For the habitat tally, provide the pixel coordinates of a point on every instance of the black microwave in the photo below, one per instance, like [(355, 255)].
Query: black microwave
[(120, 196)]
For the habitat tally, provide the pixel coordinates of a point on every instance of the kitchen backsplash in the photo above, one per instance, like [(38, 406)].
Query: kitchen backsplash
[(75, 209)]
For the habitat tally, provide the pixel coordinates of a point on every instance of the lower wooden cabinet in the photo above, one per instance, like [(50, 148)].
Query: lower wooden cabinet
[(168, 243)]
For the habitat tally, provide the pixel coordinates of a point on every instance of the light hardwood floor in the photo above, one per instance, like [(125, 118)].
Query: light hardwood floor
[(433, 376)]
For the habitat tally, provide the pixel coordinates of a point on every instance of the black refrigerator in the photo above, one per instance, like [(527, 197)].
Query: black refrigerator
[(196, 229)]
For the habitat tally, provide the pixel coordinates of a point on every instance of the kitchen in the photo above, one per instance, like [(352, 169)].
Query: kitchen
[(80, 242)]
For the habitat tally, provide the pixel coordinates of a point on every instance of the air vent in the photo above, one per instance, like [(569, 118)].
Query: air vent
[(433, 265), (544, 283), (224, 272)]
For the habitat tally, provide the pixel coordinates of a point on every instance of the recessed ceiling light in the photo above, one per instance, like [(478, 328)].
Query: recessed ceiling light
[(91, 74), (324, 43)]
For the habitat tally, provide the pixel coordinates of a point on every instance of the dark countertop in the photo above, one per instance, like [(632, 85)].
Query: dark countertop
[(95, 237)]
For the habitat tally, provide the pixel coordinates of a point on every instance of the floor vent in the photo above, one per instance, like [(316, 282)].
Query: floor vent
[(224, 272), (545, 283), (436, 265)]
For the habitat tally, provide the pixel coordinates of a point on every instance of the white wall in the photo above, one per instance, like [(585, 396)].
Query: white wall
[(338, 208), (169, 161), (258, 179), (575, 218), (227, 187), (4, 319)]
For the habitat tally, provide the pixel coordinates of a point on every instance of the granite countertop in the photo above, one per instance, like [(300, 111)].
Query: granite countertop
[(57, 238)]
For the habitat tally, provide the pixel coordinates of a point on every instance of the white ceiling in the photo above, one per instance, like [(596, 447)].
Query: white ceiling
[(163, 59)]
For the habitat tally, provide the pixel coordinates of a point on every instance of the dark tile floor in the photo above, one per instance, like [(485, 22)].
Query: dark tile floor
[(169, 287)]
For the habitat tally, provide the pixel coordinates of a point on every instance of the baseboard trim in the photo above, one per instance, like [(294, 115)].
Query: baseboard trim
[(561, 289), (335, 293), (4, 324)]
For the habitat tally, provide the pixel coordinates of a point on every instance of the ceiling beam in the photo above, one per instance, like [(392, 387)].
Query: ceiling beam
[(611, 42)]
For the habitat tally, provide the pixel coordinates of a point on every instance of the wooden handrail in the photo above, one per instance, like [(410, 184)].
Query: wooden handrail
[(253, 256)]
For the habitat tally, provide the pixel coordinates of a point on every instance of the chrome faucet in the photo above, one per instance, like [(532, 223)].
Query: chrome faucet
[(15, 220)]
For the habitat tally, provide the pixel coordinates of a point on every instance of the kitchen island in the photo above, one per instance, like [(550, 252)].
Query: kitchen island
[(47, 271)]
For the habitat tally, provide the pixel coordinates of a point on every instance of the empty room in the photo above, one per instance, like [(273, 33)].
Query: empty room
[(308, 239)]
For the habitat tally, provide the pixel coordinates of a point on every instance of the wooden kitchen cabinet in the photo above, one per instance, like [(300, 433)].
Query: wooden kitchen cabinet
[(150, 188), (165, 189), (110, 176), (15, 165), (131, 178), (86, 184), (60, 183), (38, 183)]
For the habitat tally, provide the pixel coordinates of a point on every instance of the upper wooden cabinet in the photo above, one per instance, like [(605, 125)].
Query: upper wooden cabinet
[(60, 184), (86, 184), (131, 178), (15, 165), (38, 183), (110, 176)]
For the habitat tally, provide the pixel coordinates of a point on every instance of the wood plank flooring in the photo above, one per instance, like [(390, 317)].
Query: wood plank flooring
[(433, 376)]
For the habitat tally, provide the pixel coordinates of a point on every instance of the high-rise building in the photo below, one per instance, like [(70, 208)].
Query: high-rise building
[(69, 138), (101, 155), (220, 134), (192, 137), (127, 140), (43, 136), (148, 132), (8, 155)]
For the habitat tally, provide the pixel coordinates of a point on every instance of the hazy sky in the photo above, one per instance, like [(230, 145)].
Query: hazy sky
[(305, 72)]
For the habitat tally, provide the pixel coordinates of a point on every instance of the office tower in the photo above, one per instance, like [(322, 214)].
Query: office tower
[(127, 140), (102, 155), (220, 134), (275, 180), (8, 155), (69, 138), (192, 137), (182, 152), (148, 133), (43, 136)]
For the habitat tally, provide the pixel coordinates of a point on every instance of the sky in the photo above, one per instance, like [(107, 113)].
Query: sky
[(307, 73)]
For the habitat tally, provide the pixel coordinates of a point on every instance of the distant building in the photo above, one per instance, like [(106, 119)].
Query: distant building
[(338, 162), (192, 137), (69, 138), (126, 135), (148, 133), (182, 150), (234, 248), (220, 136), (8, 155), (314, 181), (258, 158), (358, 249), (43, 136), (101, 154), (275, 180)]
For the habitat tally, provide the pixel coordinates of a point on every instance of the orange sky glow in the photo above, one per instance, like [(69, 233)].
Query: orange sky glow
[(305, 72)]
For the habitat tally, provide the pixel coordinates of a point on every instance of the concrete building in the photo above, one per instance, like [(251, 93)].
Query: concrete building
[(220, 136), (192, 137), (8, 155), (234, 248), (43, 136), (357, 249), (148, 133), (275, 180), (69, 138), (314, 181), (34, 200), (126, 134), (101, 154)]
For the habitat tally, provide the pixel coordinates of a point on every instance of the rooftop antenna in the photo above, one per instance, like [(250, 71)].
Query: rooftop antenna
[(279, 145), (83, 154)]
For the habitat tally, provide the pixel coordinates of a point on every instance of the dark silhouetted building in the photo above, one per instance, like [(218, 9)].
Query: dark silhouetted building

**Directions**
Would you restate each of the entries word for word?

**Task output**
For the habitat tally, provide the pixel coordinates of a point on every instance of the black microwave in the photo below, one per instance, like [(355, 255)].
Query: black microwave
[(120, 196)]
For the habitat tally, provide the pixel coordinates of a point on every instance of the kitchen backsplash in the photo above, one per instance, like [(38, 406)].
Query: kitchen backsplash
[(75, 209)]
For the habitat tally, provide the pixel coordinates of a point on every instance of the lower wooden cabinet in the photo above, one per instance, like [(50, 148)].
Query: lower wooden cabinet
[(168, 243)]
For the habitat tally, provide the pixel coordinates of a point on every instance of the light hardwood floor in the photo above, one per instance, like [(125, 118)].
Query: light hardwood floor
[(433, 376)]
For the habitat tally, provide the pixel coordinates of a point on every instance of the black refrigerator in the photo above, one per instance, like [(527, 197)].
Query: black refrigerator
[(196, 229)]
For the habitat tally, provide the pixel coordinates of a point on every instance of the kitchen in the photo above, one per instance, like [(352, 169)].
Query: kitchen
[(80, 242)]
For the habitat tally, provide the pixel coordinates of a point on every instance of the air vent in the photo above, one per instance, like [(569, 118)].
Query: air vent
[(433, 265), (544, 283), (224, 272)]
For the habitat tally, provide the pixel coordinates of a point on every instance of the recessed ceiling light in the photo above, one per instance, like [(478, 328)].
Query: recessed ceiling light
[(91, 74), (324, 43)]
For the habitat tally, provide the pixel coordinates of a point on every instance of the dark countertop in the photo above, one per instance, like [(632, 85)].
Query: dark countertop
[(95, 237)]
For the habitat tally, provide the pixel coordinates of a point on every instance of the floor vent in the photo above, one per instance, like [(316, 282)].
Query: floor vent
[(224, 272), (545, 283), (436, 265)]
For the habitat tally, provide the pixel coordinates of a point on every instance of the white wall in the photo above, one per instance, like [(585, 396)].
Query: white wall
[(338, 208), (169, 161), (258, 179), (575, 218), (227, 187), (4, 319)]
For the habitat tally, provide the pixel coordinates of a point on every instance of the granite countertop in the photo above, one per instance, like [(300, 111)].
Query: granite countertop
[(57, 238)]
For the habitat tally, provide the pixel coordinates of a point on every instance of the white ceiling in the photo above, one per instance, like [(596, 447)].
Query: white ceiling
[(163, 59)]
For the habitat tally, provide the pixel coordinates of a point on every instance of the dark tile floor in the photo above, one per instance, like [(485, 22)].
Query: dark tile floor
[(169, 287)]
For the habitat tally, provide the pixel coordinates of a point on every instance of the baseboard trim in the photo above, one per instance, like [(294, 115)].
Query: baseboard trim
[(561, 289), (335, 293), (4, 324)]
For the habitat tally, provide the pixel coordinates of a point on every instance of the ceiling beam in the photo above, one per instance, like [(392, 387)].
Query: ceiling beam
[(611, 42)]
For the habitat tally, provide the pixel coordinates of a point on every instance of the wooden handrail in the photo above, one per instance, like [(410, 184)].
Query: wooden handrail
[(253, 256)]
For the habitat tally, provide the pixel coordinates of a point on every instance of the chrome faucet in the photo above, one per instance, like [(532, 223)].
Query: chrome faucet
[(15, 220)]
For the habitat tally, provide the pixel coordinates of a point on every instance of the kitchen island in the photo above, one per instance, like [(550, 252)].
Query: kitchen island
[(47, 271)]
For the habitat tally, provide the pixel coordinates of a point on every instance of the empty room in the photo above, one per instance, like [(273, 33)].
Query: empty room
[(308, 239)]
For the habitat tally, provide the pixel coordinates of a point on every instance of the wooden kitchen cabinet in the photo above, one per instance, like [(300, 433)].
Query: wooden kitchen cabinet
[(150, 188), (165, 189), (110, 176), (15, 165), (131, 178), (86, 184), (60, 183), (38, 183)]
For the habitat tally, provide the pixel coordinates of a point on every instance of the upper wooden cabinet in the photo above, one per instance, like [(605, 125)].
Query: upper wooden cabinet
[(60, 184), (86, 184), (131, 178), (15, 165), (38, 183), (110, 176)]
For the habitat tally, provide the pixel coordinates of a point on every instance of the wood plank flooring in the photo above, one per instance, like [(390, 317)].
Query: wood plank flooring
[(433, 376)]
For the habitat tally, provide the pixel coordinates of a point on every instance of the high-rise building in the photo below, one per instance, like [(70, 208)].
Query: high-rise building
[(69, 138), (101, 155), (220, 134), (192, 137), (127, 140), (43, 136), (148, 132), (8, 155)]
For the habitat tally, provide the pixel coordinates of a point on every instance of the hazy sky in the photo above, one per instance, like [(230, 145)].
Query: hazy sky
[(305, 72)]
For the habitat tally, provide the pixel coordinates of a point on every instance of the office tower in the photo above, one per instance, like [(322, 214)].
Query: office tower
[(127, 140), (102, 155), (220, 134), (275, 180), (8, 155), (69, 138), (192, 137), (182, 152), (148, 133), (43, 136)]
For the habitat tally, provide the pixel coordinates of a point on every instance of the sky in the photo above, one per instance, like [(107, 113)].
Query: sky
[(307, 73)]
For the habitat tally, provide the pixel coordinates of a point on every instance of the distant building in the photo above, one per instance, like [(106, 119)].
Query: distant building
[(338, 162), (192, 137), (69, 138), (126, 135), (148, 133), (182, 150), (234, 248), (220, 136), (8, 155), (314, 181), (258, 158), (358, 249), (43, 136), (101, 154), (275, 180)]
For the habitat tally, provide the pixel coordinates of a point on every instance of the orange sky glow in the photo above, one per instance, like [(69, 233)].
Query: orange sky glow
[(305, 72)]
For the habitat tally, provide the pixel coordinates of a point on every instance of the concrete building in the photo above, one per instance, like [(251, 93)].
Query: concrete building
[(220, 136), (192, 137), (8, 155), (234, 248), (43, 136), (357, 249), (148, 133), (275, 180), (69, 138), (314, 181), (34, 200), (126, 134), (101, 154)]
For the habitat tally, provide the pixel coordinates of a point on every instance of the rooftop antenna in the photo above, one per instance, like [(250, 71)].
Query: rooftop antenna
[(279, 145), (83, 154)]
For the habitat tally, provide the pixel coordinates of a point on every instance of the dark silhouetted building in the photo above, one per instance, like [(218, 9)].
Query: dark silhouetted building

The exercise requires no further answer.